I see it as I've got the rest of my life for this, and as I expect to live a good long while yet I know there'll always be many more sessions in which to do what wasn't done in this one.
 

The rules are rulings OVER rules. Why waste the time of the players on a non-battle battle? A corner case scenario where the PCs are low on hit points and resources in the middle of a city is just that, a corner case. It could and should be ruled differently. Generally, though, the DM should just narrate the speedbump victory and move on.
I disagree; particularly in systems where any combat no matter how trivial can potentially result in broken gear, significant injury, and so forth.

In 5e it's not as big a deal - there's no real mechanics for gear breakage, and any damage you take is pretty much recovered overnight - but in grittier systems where gear isn't evergreen and hit points and-or healing are scarce resources, even the most banal of combats needs to be played out in full.

Further - and this applies to 5e as well - depending how long it lasts and-or how much noise it creates a supposedly-trivial combat like the Kobolds-in-the-alley example could very easily be the start of a one-thing-leads-to-the-next escalating catastrophe that ends with three PCs in jail, two more PCs hiding in fear for their lives, several local constables dead or injured (along with the Kobolds and maybe a few innocent passers-by), and a couple of buildings on fire......
 

I disagree; particularly in systems where any combat no matter how trivial can potentially result in broken gear, significant injury, and so forth.
A level 12 group against 7 kobolds isn't going to result in any of that.
In 5e it's not as big a deal - there's no real mechanics for gear breakage, and any damage you take is pretty much recovered overnight - but in grittier systems where gear isn't evergreen and hit points and-or healing are scarce resources, even the most banal of combats needs to be played out in full.
In grittier systems, sure. But you have to add in those systems which alters things. I'm talking from a standard rules position.
Further - and this applies to 5e as well - depending how long it lasts and-or how much noise it creates a supposedly-trivial combat like the Kobolds-in-the-alley example could very easily be the start of a one-thing-leads-to-the-next escalating catastrophe that ends with three PCs in jail, two more PCs hiding in fear for their lives, several local constables dead or injured (along with the Kobolds and maybe a few innocent passers-by), and a couple of buildings on fire......
Ahh, but that can happen even if combat is glossed over due to it being trivial. We don't have to roll it out in order for the noise to happen and repercussions to come.
 

I don’t believe random encounter rolls are just gambles.

The player doesn’t know the odds, the stakes, or the rewards. If its anything it’s blind, and therefore meaningless.
This is the issue with wandering monster tables. Typically players have no idea what is on the table, or even what the chance of an encounter is.
The premise of classic D&D is that players do know the odds (1 in 6 every two or three turns, depending on which version of the rules you're using), do know the stakes (at least in Moldvay Basic, it is assumed that players read the whole book (except the sample dungeon, unless they're GMing it) wich includes the encounter tables; in AD&D the players are not assumed to know the charts but are assumed to know that there are charts corresponding to 10 levels of monsters with a greater chance of higher-leve monsters the deeper in the dungeon you are), and do know the rewards - wandering monsters are notorious for carrying little or no treasure and therefore are largely an obTstacle to successfully exiting the dungeon with the loot already collected.

RECORDS =>
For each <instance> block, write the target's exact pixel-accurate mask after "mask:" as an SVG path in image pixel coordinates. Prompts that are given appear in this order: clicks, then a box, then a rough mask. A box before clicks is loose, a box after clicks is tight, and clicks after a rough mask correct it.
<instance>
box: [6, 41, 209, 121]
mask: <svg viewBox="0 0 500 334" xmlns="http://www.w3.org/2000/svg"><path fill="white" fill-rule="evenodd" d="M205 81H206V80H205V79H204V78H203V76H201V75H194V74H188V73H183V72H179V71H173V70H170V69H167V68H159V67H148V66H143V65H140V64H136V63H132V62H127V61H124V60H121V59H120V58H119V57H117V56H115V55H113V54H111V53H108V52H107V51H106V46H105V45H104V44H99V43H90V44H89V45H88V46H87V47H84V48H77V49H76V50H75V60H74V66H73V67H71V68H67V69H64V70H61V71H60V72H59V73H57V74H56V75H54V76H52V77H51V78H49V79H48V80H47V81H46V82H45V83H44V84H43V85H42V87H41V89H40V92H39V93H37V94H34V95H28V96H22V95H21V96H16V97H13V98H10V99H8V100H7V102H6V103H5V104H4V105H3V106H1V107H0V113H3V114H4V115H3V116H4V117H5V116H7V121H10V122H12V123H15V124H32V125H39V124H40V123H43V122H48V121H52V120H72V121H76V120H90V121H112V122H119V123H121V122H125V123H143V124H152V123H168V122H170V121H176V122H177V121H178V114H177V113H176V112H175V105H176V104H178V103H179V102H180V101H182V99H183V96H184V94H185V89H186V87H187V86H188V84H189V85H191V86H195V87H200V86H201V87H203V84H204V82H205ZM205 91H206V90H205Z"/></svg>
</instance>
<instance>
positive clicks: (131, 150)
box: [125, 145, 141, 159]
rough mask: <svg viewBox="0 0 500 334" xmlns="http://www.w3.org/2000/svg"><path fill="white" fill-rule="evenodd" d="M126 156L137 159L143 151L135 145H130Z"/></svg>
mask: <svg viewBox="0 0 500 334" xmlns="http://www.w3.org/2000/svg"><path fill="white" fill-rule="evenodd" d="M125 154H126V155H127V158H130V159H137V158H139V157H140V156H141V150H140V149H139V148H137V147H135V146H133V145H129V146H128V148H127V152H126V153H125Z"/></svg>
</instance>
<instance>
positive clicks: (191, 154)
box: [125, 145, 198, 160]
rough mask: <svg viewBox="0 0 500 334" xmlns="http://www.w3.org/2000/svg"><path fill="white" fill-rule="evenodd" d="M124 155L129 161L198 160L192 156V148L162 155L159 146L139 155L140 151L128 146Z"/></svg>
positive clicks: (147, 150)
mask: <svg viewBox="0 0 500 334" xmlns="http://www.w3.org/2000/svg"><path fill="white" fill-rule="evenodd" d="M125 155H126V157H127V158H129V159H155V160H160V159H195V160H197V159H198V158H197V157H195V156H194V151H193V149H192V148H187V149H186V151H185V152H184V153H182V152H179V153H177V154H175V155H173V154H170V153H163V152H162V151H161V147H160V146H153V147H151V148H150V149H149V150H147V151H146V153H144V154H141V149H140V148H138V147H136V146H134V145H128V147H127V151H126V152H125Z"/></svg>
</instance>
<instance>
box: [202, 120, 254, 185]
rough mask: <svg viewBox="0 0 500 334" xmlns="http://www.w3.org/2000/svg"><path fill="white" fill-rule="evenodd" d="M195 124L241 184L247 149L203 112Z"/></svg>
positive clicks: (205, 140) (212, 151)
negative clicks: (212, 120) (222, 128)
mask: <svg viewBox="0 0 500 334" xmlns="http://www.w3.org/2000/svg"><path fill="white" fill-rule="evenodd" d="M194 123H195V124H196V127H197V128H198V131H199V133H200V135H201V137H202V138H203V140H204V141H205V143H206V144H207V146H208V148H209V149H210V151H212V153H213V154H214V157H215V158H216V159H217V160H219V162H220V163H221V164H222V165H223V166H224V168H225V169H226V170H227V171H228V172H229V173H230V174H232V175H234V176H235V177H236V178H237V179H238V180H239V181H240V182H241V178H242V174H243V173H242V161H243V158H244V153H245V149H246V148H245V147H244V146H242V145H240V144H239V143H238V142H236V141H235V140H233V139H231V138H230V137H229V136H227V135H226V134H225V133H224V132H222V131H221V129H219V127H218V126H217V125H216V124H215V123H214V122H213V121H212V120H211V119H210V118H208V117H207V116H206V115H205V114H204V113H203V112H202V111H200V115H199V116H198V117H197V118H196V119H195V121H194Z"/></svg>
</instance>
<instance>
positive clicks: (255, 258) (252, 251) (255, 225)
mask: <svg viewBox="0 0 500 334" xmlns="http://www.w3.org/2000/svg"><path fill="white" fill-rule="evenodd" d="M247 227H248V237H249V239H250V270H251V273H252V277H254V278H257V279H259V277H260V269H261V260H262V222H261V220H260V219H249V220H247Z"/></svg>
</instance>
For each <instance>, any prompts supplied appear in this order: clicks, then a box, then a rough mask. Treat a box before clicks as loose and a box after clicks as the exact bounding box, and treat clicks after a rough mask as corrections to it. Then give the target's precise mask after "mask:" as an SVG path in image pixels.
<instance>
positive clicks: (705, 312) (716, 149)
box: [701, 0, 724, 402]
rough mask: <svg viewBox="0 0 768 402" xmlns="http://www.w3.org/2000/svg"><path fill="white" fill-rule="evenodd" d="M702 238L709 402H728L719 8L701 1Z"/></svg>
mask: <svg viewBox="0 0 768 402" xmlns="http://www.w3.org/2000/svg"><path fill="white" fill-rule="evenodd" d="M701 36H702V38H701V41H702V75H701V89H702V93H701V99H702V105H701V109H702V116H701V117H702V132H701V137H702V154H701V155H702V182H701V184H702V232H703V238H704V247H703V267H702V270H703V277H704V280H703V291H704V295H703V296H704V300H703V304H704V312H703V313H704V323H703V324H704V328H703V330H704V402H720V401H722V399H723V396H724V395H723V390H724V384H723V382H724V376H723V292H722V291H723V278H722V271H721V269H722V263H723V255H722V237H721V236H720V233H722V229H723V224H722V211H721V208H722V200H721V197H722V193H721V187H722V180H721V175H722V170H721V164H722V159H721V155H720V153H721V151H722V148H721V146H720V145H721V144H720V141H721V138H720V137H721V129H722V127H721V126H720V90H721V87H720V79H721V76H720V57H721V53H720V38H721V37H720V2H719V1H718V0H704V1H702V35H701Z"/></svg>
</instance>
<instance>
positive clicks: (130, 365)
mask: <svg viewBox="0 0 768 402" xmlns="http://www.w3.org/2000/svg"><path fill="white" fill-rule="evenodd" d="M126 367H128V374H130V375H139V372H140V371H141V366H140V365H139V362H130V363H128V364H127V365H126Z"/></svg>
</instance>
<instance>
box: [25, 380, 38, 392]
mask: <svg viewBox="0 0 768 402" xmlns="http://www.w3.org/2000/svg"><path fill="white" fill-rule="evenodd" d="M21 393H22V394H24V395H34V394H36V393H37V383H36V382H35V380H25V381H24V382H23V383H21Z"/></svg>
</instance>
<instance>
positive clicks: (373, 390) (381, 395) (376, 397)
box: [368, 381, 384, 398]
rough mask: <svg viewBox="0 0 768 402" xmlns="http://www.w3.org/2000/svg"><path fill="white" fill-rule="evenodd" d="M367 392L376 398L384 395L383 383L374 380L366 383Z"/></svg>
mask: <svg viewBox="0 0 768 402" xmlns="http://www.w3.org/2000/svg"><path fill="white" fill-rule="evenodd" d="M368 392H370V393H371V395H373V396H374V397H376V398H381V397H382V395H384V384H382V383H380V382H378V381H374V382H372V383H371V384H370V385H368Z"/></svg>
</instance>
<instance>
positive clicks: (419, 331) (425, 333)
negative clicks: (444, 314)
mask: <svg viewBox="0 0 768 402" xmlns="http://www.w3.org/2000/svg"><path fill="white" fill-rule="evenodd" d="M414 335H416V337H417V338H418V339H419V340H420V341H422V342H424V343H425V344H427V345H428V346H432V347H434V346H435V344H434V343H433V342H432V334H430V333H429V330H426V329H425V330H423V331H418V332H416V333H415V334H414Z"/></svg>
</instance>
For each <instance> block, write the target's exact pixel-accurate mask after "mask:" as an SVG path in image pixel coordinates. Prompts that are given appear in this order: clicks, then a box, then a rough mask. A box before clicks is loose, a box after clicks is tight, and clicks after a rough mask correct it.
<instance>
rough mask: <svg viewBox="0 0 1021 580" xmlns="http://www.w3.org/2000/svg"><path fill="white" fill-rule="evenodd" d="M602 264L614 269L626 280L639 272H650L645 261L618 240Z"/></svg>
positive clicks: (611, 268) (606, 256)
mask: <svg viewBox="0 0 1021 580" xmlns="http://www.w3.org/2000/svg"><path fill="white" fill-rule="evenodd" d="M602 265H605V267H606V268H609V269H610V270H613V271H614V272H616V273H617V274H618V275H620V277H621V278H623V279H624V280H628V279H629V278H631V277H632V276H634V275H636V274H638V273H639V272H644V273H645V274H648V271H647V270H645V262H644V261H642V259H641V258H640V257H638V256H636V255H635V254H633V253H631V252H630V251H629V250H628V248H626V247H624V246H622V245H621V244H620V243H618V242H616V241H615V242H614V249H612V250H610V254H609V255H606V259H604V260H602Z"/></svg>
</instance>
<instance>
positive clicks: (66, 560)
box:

WORK ORDER 1 =>
In the discussion of tabletop combat, what odds does the premise of classic D&D assume players know for a wandering-monster encounter?
WORK ORDER 2 =>
In the rows, rewrite everything from the line that contains "155L129 161L198 160L192" down to the line that contains "positive clicks: (147, 150)", both ends included, as a JSON list of strings with one string per line and blank lines left out.

TASK RESULT 1 =>
The odds are 1 in 6 every two or three turns, depending on which version of the rules is used.

TASK RESULT 2 =>
[
  "rough mask: <svg viewBox=\"0 0 500 334\" xmlns=\"http://www.w3.org/2000/svg\"><path fill=\"white\" fill-rule=\"evenodd\" d=\"M124 155L129 161L198 160L192 156V148L162 155L159 146L139 155L140 151L128 146Z\"/></svg>",
  "positive clicks: (147, 150)"
]